» **Quellenauszug**

************

# Nach 3 Jahren Pause: Gentoo im Produktiveinsatz

## Kitagawa

Ahoi,

über 3 Jahre ist es jetzt her, als ich zuletzt mit Gentoo gearbeitet habe. In der Zwischenzeit war ich Desktopmäßig leider an Windows gebunden und habe Linux nur auf meinen Servern am laufen gehabt.

Jetzt möchte bzw. kann ich endlich auch im Desktopbereich wieder einsteigen und hätte dazu eine kleine Frage  :Smile: 

Wie zuverlässig war Gentoo die letzten Monate/Jahre so im Desktopbereich? Wie oft war irgendetwas Broken und musste "umständlich" gefixt werden? Oder waren es - wenn überhaupt- nur geringfügige Probleme?

Oder würdest ihr aktuell lieber eine andere Distribution empfehlen?

Es geht hier nicht um fehlendes Fachwissen, sondern alleine darum, wie zuverlässig Gentoo im Moment ist und ob er es auch im "Produktiveinsatz" empfehlen würdet. 1-2 Problemchen wären mir egal, solange ich nicht alle paar Tage etwas fixen muss, damit Portage seinen Dienst tut  :Smile: 

Danke

----------

## avx

Für mich 100% zuverlässig auf ~amd64, leider gibt's derzeit aber teils massiv Verzögerungen, was Versionsbumping angeht. Ich nutze allerdings keines der großen DEs und deren Apps, kann gut sein, dass es da nicht so rosig ist.

----------

## schachti

Ich nutze seit inzwischen knapp 3,5 Jahren Gentoo Testing (privat) und openSUSE (Dienst-Notebook) parallel - mit Gentoo hatte ich in dieser Zeit weniger Ärger als mit openSUSE. Wenn man openSUSE also als reif für den Produktiveinsatz ansieht, ist es Gentoo auch.  :Wink: 

 *avx wrote:*   

> leider gibt's derzeit aber teils massiv Verzögerungen, was Versionsbumping angeht.

************

Auszüge aus Zeigedaten

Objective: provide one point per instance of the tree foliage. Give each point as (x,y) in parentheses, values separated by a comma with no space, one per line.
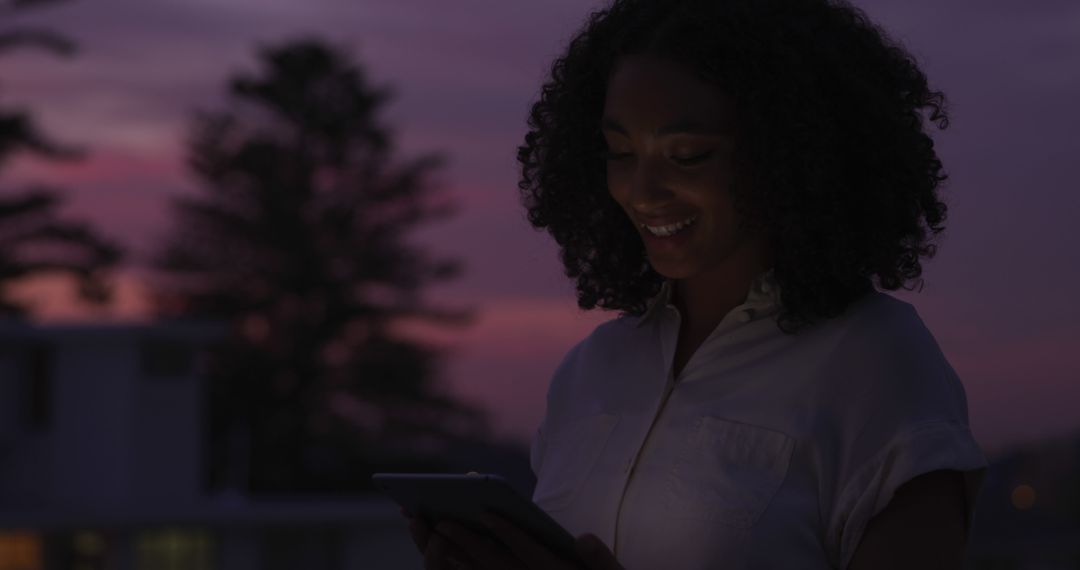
(296,239)
(34,239)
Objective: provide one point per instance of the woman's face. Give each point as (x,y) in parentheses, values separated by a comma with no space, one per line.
(670,138)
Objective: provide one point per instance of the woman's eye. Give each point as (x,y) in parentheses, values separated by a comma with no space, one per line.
(684,161)
(691,160)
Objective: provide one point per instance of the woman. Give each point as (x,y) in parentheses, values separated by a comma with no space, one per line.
(730,175)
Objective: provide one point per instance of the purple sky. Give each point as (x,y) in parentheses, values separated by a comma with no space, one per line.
(1000,296)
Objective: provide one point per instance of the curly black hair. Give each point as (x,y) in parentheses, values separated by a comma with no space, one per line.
(828,134)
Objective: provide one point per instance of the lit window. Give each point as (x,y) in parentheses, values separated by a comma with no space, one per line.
(21,551)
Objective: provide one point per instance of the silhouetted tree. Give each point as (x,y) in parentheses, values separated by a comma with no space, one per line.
(32,238)
(296,240)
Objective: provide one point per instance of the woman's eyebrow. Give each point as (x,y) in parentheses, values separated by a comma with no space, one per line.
(679,126)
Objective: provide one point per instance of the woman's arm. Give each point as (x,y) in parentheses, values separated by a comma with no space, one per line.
(923,526)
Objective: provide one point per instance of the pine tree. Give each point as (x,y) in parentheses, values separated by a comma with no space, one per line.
(295,239)
(34,239)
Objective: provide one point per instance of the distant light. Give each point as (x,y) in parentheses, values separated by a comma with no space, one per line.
(1023,497)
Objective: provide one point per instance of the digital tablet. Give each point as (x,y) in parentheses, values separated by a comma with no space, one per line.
(463,498)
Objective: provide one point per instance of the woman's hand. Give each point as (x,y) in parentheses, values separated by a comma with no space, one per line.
(451,546)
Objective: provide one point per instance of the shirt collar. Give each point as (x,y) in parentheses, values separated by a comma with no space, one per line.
(764,294)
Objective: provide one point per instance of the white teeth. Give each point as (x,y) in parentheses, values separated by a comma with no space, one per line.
(665,231)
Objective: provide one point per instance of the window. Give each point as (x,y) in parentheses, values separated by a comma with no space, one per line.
(174,550)
(21,551)
(38,362)
(166,360)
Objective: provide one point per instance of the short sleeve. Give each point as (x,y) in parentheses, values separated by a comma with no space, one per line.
(927,447)
(536,449)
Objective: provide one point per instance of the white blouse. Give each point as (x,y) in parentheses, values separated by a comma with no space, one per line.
(767,451)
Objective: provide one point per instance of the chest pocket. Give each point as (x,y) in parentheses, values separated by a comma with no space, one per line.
(570,452)
(728,472)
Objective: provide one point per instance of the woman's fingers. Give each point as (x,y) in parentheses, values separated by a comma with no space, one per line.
(523,544)
(418,529)
(485,552)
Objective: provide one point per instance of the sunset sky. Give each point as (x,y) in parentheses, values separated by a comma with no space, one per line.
(1000,297)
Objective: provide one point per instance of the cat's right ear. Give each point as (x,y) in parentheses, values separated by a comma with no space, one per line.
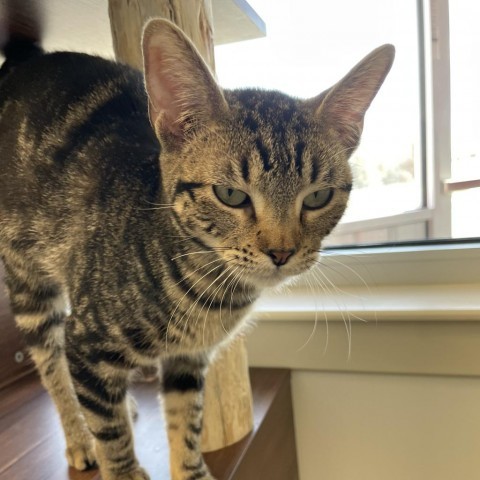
(183,94)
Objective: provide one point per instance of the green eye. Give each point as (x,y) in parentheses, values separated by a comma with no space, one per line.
(231,196)
(319,199)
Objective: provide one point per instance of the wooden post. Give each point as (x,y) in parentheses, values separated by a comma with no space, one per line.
(228,399)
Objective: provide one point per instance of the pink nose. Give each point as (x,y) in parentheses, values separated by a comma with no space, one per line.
(280,257)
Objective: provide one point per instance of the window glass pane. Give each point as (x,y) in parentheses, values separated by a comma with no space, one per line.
(309,46)
(465,118)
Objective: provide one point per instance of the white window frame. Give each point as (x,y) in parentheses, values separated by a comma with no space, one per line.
(409,309)
(434,219)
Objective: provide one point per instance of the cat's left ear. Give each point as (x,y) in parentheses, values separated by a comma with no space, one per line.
(182,92)
(342,108)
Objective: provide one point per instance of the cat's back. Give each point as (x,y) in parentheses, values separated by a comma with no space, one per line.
(67,116)
(50,86)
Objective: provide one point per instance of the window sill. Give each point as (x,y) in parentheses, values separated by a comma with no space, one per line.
(410,310)
(384,303)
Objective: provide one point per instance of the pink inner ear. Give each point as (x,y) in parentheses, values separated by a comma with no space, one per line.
(162,92)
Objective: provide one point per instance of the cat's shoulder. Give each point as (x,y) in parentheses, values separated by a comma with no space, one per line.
(68,69)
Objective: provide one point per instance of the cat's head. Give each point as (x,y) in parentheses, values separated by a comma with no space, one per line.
(257,175)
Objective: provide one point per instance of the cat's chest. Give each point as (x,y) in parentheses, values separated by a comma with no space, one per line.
(205,330)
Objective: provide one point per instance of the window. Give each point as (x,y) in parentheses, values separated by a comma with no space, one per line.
(404,173)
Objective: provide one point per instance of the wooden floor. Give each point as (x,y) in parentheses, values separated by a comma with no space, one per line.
(32,444)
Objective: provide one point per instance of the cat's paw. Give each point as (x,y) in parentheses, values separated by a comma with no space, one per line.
(81,457)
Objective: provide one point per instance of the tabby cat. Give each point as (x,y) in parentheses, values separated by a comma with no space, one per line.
(140,217)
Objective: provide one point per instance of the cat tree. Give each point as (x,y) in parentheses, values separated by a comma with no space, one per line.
(228,399)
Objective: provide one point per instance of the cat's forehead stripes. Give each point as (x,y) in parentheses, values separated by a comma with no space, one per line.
(277,127)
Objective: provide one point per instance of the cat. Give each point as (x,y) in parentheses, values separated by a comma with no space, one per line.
(132,207)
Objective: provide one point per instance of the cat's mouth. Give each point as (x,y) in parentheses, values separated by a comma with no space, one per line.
(272,277)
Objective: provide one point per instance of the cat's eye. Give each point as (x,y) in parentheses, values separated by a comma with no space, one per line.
(319,199)
(231,196)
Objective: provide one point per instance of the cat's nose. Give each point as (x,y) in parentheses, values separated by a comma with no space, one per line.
(280,257)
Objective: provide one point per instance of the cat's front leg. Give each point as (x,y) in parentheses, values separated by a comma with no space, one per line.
(102,394)
(183,380)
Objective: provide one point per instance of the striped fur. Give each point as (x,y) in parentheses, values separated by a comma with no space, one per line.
(119,254)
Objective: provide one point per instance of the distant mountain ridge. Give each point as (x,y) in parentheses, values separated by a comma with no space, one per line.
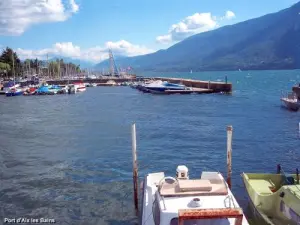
(83,64)
(268,42)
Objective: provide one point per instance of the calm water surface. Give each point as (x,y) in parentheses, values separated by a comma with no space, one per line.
(68,157)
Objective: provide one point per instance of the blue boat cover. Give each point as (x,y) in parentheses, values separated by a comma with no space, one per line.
(43,89)
(9,84)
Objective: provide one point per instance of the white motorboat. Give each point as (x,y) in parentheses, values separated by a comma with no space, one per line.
(291,102)
(180,200)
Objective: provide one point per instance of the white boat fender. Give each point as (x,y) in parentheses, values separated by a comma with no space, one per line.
(194,203)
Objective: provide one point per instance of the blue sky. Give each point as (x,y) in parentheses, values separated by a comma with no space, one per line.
(84,29)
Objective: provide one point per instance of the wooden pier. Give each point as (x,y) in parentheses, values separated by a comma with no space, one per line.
(200,86)
(196,86)
(191,91)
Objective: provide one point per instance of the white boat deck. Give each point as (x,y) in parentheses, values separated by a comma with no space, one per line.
(166,203)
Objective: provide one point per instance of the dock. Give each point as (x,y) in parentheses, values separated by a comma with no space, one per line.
(200,86)
(196,86)
(191,91)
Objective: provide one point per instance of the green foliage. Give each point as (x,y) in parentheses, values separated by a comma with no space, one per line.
(9,62)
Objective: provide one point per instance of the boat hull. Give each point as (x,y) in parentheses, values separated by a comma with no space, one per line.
(291,105)
(81,89)
(10,94)
(268,203)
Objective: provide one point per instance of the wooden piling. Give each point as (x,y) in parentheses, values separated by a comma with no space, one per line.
(135,167)
(229,154)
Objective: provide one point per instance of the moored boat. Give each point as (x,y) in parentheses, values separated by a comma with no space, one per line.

************

» **Zu erledigen**
**A)** Schreiben Sie aus der Gentoo-Diskussion wortgetreu den Abschnitt ab, der mit „# Nach 3 Jahren“ beginnt und bis einschließlich „nur geringfügige Probleme?“ reicht.
**B)** Führen Sie die Gentoo-Diskussion von der Stelle an weiter, an der sie aufhört.

» **Lösungen der Aufgaben**
**A)**
# Nach 3 Jahren Pause: Gentoo im Produktiveinsatz

## Kitagawa

Ahoi,

über 3 Jahre ist es jetzt her, als ich zuletzt mit Gentoo gearbeitet habe. In der Zwischenzeit war ich Desktopmäßig leider an Windows gebunden und habe Linux nur auf meinen Servern am laufen gehabt.

Jetzt möchte bzw. kann ich endlich auch im Desktopbereich wieder einsteigen und hätte dazu eine kleine Frage  :Smile: 

Wie zuverlässig war Gentoo die letzten Monate/Jahre so im Desktopbereich? Wie oft war irgendetwas Broken und musste "umständlich" gefixt werden? Oder waren es - wenn überhaupt- nur geringfügige Probleme?

**B)**
Zum einen gibt's für die, immer bleeding edge fahren möchten, den Testing Zweig und diverse Overlays, zum anderen denke ich, dass das gerade für ein Produktivsystem relativ egal ist.

----------

## Randy Andy

Aloah Kitagawa.

Auch ich "arbeite" seit 3 Jahren u.a. auf dem ~amd64 Zweig, den ich seither einmal installiert hatte, und seitdem nahezu täglich aktualisiere. Die Kiste habe ich seither kein einziges mal neu installieren müssen, obwohl ich darauf mit KDE-3.5 begonnen hatte, dann auf KDE 4 migriert hatte (teilweise beides paralell), dann mal auf gnome geschwenkt bin, und schließlich wieder zu KDE-4 zurückgekehrt bin.

Mach das mal so komfortabel mit irgendeiner anderen Distro:lol:

Etliche meiner Binären-Distro-Kollegen die mich wegen meines ständigen kompilierens belächeln, haben in der selben Zeit schon einige male neu installiert, oder sic öfters darüber beschwert dass nach 'nem Update wieder mal was nicht mehr funktionierte, was vorher noch prima lief...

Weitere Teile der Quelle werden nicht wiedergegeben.